Andre’s Amazon Archive for May 3’rd,2014: James Brown-‘It’s A New Day-Let A Man Come In’

              James Brown would’ve been 81 years old today had he not passed away on Christmas Day of 2006. He lived the life he always had; consistently on the road and performing as best as his body would allow almost until the very end. While its been noted of late that lack of vulnerability has been somewhat overstated in reference to black American men, James symbolized such a concept in reference to his music. Though in terms of losing a son in the early 70’s and other domestic problems in the 1980’s? He was actually quite vulnerable. Music was what liberated him. It took him on a journey to being black and proud,and encouraging millions who admired him to do the same: learn,achieve and get involved. 

            Viewing James’ vast recorded catalog of music,like the largest collection of albums and singles in popular music history, selecting which albums to purchase depended largely on what little of it is actually in print. Between a couple of vinyl records and CD’s,I dug up a good handful of his records here and there. When I decided to post a review of one these recordings for this weeks blog post,a similar daunting task presented itself. Each of the James Brown albums I have are another link in a chain in terms of the funk genre he innovated. There was even a thought of breaking with tradition and selecting two reviews. Realizing how cumbersome that would be,I checked my reviews of his music and decided to select the following album-which I feel reflects perhaps several important steps in his musical evolution.

Its A New Day-Let A Man Come In

          Okay that’s got to be my worst review title but after hearing this album you may have a similar reaction. True it took a several years and many a patchwork album for James Brown to finally get to this,one of his earliest full on album masterpieces. And in all honesty? It’s an album I only really knew a lot about recently due in part via a strong recommendation via the members of Breakestra in Waxpoetics magazine. In all likelihood this the earliest full length studio assemblage of the original JB’s lineup with Bootsy and Catfish Collins and such. One of the qualities that makes this such a unique album even by James’ standards is how much he goes for the cinematic approach to funk here-taking the basic framework of his sound and often augmenting it with either dynamic orchestrations,arrangements or both within his still intensely rhythmic framework. Not only that but he’s concentrating very heavily on melody. The idea of James combining melody and arrangements into his trademark tight funk sound opened up his music to many new possibilities and allowed his new musical recruits the change to challange themselves instrumentally. The title,in fact is no lie.

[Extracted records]
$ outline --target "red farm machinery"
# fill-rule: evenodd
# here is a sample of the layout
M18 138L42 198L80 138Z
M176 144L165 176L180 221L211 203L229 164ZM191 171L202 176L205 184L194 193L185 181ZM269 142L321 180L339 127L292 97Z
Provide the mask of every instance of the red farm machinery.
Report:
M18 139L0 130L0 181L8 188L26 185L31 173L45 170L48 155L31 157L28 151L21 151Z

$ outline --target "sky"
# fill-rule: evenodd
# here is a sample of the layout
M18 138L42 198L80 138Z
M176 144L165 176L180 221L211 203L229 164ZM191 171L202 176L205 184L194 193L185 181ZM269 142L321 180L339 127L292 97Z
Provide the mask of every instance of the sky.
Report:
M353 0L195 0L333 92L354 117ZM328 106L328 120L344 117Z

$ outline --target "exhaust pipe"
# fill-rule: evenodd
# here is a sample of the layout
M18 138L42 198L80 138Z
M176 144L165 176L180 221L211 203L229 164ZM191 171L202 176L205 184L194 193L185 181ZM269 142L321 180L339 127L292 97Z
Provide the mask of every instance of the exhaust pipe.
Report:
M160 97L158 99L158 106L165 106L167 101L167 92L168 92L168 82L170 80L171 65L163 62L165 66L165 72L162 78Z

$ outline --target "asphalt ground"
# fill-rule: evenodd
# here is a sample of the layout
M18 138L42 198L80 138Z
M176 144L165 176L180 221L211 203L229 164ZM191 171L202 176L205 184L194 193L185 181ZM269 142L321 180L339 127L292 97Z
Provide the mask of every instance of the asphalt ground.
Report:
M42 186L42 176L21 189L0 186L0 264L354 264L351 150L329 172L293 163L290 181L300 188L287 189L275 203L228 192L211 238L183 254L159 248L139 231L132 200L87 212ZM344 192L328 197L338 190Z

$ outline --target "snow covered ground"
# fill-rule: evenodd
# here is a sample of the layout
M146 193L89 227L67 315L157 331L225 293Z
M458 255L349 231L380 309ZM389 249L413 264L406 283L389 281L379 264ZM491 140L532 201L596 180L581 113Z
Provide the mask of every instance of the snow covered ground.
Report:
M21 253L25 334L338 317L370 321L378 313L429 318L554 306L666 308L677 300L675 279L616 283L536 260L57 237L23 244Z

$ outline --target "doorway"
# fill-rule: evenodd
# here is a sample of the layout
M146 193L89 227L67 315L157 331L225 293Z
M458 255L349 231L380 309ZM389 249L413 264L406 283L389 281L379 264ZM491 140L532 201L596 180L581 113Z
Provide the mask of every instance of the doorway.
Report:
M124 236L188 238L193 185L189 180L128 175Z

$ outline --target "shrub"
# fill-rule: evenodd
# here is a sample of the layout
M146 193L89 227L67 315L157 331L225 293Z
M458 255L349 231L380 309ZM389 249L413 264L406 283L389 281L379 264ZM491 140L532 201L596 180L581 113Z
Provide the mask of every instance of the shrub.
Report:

**Written request A:**
According to the James Brown album review, on what day did James Brown pass away?
**Written request B:**
Carry on writing the James Brown album review, picking up right after its final sentence.

**Reply A:**
Christmas Day of 2006.

**Reply B:**
           It goes way beyond music here. Culturally James is at the PEAK of his Say It Loud: I’m Black And I’m Proud period. So the message in his music is in full swing. The first two numbers in the title song and “Let The Man Come In And Do The Popcorn” are perfect examples of his “new funk” as it were. Very much in the league of his early full on funk period but also superbly arranged as well. On “World” he actually showcases how the cinematic groove has bought him to a distinctive funk ballad style and he re-harmonizes his older “It’s A Man’s World” and “If I Ruled The World” in much the same way. The result is their original message is also deepened as well. “Georgia On The Mind” takes the song normally associated with Ray Charles and takes his own lyrical liberties,even adding “I’m from August Georgia”,an interesting reference for this South Carolina native. “Give It Up” is an instrumental rendering of one of his biggest funk era numbers. The closer’s “Man In The Glass” and “I’m Not Demanding” are additional great examples of his unique brand of cinematic funk-the latter making his social agenda more than clear as he insists (I’m not demanding,I’m begging and pleading),showing a type of…confident desperation if you can imagine it as he speaks to “the people” very directly and honestly.

             In addition to the musical aspect of funk James Brown was more than key in developing the consciousness in it’s lyrical message. It’s a type of construct I myself refer to as “people music” and it was key to the development of what funk writer Ricky Vincent calls the united funk period in the music. On this 1970 album James is laying the groundwork for all of that. I am not sure if anyone does or ever will think of James Brown as an album artist in any way. But if they do,or ever do it’s likely works like this will be part of what’s mentioned in that context. It’s not merely the focus on longer songs. But also they fact there is a very flowing musical concept at work here. Something James had been putting together in one way or another since the mid 60’s. And it was finally coming into itself in the early 70’s on albums such as this. As for his 60’s innovations there are many compilations that tell the story about as perfectly as one could ask. But as for where James stood at the start of the album oriented 70’s funk era? This would be an excellent release to explore along with his many full length triumphs to come early in that decade.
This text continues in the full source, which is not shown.